AIM OF THE EXERCISE | Put every line of the rows below into a Markdown table with two columns, Line (a running number) and Text (the line itself), and leave out blank lines and the pictures.

START

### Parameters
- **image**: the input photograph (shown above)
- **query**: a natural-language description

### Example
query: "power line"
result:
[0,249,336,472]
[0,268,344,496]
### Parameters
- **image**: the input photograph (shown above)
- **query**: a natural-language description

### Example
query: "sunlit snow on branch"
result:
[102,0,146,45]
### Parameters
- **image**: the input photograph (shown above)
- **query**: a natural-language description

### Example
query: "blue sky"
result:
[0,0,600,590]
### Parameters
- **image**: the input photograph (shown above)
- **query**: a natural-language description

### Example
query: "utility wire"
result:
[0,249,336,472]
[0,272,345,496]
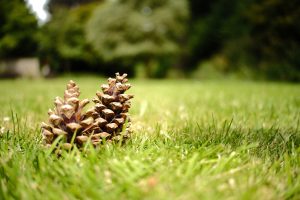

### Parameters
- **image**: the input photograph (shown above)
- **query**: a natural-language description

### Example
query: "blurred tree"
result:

END

WORKED ANSWER |
| Line | Text |
|---|---|
| 1 | ### Parameters |
| 2 | - **image**: the input photograph (shown above) |
| 3 | - **query**: a natural-language description |
| 4 | ### Example |
| 5 | query: "power line" |
| 6 | result: |
| 7 | [0,249,336,472] |
| 8 | [0,268,344,496] |
| 9 | ### Parameters |
| 10 | - **image**: the input photograph (shown above) |
| 11 | - **query**: a natural-language description |
| 12 | ### Example |
| 13 | query: "sunlit snow on branch" |
| 14 | result: |
| 15 | [102,0,146,45] |
| 16 | ### Parameters |
| 17 | - **image**: the input photograph (shown above) |
| 18 | - **query**: a natural-language description |
| 19 | ### Example |
| 20 | query: "blue sky" |
| 21 | result: |
| 22 | [0,0,600,590] |
| 23 | ### Parameters |
| 24 | - **image**: the input photograph (shown above) |
| 25 | - **query**: a natural-language description |
| 26 | ### Example |
| 27 | query: "utility wire" |
| 28 | result: |
| 29 | [0,249,336,472] |
| 30 | [0,272,345,496] |
| 31 | ### Parameters |
| 32 | - **image**: the input photograph (shown above) |
| 33 | - **query**: a natural-language description |
| 34 | ### Example |
| 35 | query: "blurred tree" |
| 36 | result: |